=== Data ===

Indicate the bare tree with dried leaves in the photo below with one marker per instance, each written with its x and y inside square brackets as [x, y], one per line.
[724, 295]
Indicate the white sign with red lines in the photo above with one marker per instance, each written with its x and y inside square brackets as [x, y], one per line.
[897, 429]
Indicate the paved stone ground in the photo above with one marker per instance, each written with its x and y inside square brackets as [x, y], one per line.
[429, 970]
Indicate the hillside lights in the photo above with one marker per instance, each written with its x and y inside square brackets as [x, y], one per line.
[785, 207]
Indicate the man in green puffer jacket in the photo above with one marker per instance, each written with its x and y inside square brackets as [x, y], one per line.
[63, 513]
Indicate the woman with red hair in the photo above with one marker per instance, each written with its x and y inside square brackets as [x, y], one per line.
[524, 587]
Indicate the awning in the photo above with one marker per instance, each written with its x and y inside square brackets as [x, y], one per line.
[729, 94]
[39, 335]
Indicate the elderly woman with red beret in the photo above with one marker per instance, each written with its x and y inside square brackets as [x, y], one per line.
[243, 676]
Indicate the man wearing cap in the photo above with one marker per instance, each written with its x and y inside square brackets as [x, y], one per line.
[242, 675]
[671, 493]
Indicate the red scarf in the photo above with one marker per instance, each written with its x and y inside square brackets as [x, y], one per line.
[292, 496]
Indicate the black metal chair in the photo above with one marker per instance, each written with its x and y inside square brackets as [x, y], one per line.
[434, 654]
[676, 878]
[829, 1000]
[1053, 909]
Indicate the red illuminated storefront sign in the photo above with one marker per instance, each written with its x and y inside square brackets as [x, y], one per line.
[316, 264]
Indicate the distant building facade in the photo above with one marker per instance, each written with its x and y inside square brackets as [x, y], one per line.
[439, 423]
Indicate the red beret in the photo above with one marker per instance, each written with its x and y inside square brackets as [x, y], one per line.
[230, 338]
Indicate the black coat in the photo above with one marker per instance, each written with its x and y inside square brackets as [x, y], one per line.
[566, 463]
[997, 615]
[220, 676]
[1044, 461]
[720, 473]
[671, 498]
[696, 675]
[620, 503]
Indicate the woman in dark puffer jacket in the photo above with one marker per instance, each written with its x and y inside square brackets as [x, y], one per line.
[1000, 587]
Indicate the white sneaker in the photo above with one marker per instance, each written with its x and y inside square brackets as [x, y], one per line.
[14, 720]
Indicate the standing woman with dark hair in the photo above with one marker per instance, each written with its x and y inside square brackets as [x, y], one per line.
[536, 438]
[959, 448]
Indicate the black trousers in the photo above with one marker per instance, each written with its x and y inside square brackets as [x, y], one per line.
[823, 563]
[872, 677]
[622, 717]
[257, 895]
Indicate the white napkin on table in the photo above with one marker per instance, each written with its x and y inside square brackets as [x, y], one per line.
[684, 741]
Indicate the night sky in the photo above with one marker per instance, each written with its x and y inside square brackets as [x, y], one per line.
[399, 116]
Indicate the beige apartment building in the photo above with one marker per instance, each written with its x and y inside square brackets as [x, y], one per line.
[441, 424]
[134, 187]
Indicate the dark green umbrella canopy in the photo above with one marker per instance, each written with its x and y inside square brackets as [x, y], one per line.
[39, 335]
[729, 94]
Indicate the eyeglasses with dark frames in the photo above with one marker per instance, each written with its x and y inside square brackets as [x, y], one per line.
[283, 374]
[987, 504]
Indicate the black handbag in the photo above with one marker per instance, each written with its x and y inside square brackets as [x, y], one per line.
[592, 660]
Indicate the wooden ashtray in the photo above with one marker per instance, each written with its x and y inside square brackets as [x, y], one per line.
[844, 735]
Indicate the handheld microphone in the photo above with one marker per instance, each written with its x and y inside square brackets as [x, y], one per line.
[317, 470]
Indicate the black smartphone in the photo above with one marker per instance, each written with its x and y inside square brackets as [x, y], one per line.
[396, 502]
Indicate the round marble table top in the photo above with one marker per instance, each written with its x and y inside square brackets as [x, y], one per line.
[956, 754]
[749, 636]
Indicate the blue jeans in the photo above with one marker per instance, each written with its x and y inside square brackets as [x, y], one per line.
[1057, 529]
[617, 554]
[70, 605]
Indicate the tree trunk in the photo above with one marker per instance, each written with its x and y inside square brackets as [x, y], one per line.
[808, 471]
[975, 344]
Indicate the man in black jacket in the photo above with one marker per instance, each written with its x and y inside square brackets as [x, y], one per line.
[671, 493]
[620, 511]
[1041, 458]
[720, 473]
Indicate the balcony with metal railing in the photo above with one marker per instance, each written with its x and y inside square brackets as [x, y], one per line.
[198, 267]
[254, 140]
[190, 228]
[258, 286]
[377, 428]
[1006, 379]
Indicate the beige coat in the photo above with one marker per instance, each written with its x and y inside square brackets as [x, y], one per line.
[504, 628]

===
=== Data ===

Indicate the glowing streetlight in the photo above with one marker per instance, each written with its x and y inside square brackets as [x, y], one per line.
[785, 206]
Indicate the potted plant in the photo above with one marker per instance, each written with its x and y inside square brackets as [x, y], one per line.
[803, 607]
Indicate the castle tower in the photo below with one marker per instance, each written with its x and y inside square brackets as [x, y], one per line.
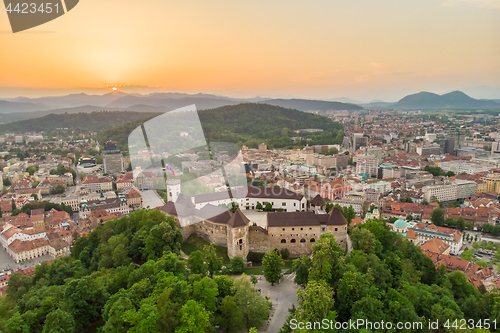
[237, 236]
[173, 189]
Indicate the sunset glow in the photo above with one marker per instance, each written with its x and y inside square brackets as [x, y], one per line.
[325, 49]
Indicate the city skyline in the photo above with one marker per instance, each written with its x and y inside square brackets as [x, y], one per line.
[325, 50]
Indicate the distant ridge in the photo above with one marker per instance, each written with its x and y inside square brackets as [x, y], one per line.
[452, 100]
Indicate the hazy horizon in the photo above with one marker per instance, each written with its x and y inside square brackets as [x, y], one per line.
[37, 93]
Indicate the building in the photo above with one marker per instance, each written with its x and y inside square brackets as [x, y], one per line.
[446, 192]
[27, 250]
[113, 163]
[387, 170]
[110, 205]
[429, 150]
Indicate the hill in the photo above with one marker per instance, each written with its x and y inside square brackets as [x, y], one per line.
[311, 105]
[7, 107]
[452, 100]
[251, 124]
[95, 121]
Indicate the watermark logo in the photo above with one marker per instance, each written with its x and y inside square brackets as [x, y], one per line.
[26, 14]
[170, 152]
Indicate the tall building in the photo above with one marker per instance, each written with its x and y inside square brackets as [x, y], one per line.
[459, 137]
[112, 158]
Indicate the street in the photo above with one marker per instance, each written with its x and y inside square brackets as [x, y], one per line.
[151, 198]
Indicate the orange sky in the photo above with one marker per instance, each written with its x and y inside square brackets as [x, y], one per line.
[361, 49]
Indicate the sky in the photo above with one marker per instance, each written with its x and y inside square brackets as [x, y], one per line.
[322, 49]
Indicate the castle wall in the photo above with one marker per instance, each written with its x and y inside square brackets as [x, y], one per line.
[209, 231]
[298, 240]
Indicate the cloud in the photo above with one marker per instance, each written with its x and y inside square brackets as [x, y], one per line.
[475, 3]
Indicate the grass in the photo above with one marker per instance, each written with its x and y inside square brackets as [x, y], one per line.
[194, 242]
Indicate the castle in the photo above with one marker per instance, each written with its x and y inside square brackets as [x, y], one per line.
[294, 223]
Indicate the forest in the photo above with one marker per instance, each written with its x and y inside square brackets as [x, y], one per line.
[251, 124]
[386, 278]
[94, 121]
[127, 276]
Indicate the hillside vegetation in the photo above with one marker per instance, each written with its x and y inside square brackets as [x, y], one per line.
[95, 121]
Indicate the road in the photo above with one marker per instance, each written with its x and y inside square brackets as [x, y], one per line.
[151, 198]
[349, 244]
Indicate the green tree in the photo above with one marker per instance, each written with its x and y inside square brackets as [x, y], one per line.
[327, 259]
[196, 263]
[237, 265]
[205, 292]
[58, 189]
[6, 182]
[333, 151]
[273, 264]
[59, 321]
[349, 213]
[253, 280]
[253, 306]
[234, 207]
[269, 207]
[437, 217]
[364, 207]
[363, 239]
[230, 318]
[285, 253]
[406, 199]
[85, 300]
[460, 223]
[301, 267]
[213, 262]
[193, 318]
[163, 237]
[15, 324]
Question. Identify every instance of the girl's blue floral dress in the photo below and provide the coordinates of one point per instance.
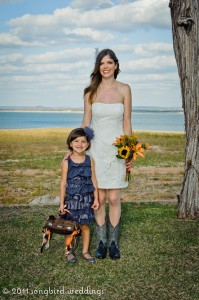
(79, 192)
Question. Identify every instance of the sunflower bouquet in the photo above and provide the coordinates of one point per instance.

===

» Work to complete
Using the entries above, reproduce word for word only the lines from the one that contains "Question. Identify every instance of the girl's" to the one that contains "Question. Identify every instance of the sunflower", both ends included, and drop every picture.

» Output for this exercise
Question. Identify every instance of the girl's blue floral dress in the photo below and provide the coordinates of one point per instance.
(79, 192)
Question. Identify every instance of the sunflower bouquet in the photo above and provide the coordinates of one point per instance.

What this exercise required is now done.